* Supplied records:
⁂
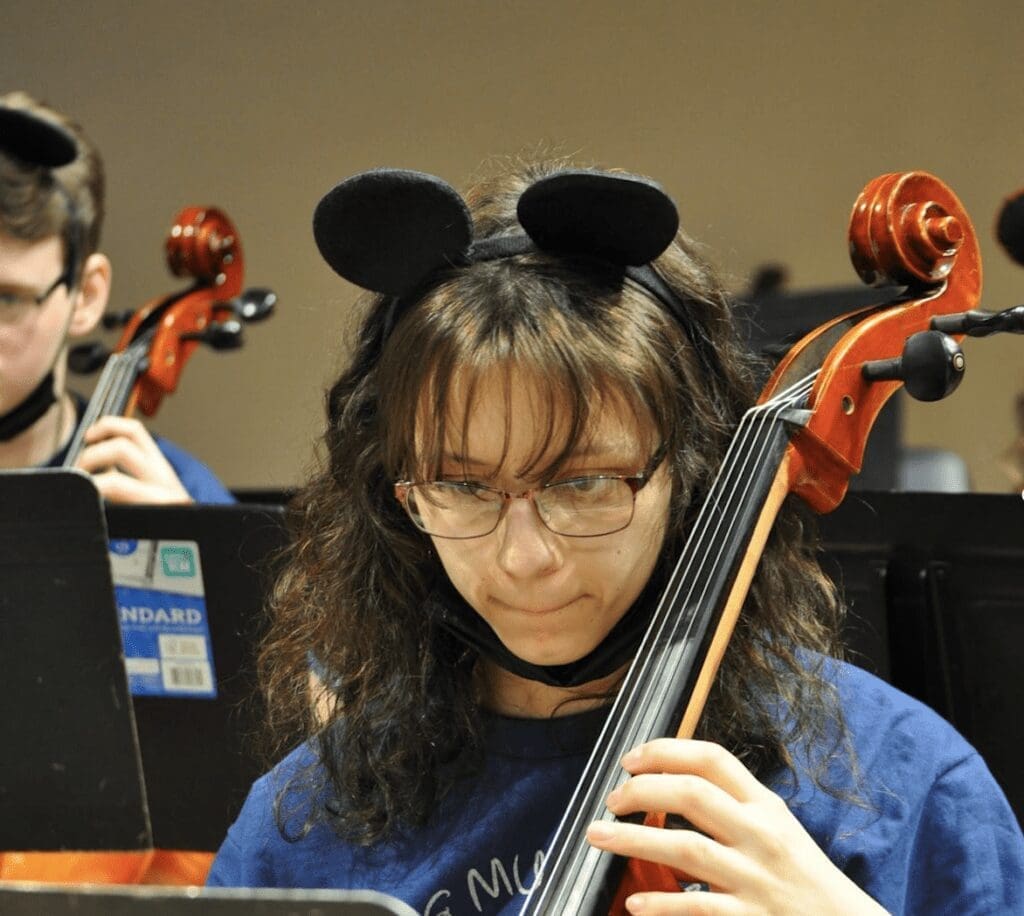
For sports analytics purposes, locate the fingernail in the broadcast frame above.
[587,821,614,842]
⁂
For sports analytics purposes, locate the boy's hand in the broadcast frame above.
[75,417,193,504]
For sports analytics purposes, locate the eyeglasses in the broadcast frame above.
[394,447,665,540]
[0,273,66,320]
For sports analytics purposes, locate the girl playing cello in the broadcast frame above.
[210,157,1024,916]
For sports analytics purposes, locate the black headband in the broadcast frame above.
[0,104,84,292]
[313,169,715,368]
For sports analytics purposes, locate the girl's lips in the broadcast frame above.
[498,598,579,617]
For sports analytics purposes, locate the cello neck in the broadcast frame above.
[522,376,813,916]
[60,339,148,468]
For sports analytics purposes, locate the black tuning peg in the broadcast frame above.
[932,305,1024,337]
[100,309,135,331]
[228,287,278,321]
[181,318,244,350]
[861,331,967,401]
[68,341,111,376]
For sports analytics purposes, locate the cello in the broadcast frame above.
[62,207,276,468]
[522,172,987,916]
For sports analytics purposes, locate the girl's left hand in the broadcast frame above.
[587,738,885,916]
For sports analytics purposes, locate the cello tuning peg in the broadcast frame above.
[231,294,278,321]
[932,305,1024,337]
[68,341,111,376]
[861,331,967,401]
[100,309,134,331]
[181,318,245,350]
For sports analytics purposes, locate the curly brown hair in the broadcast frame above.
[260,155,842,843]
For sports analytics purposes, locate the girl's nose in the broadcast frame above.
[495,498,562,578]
⁂
* Do this:
Please show every line of the material above that contains the word "hand".

* Task output:
For sports analytics purposes, locate the boy's hand in the broadcast frame above.
For sports analytics purposes, locate the girl's left hand in the broadcast frame above.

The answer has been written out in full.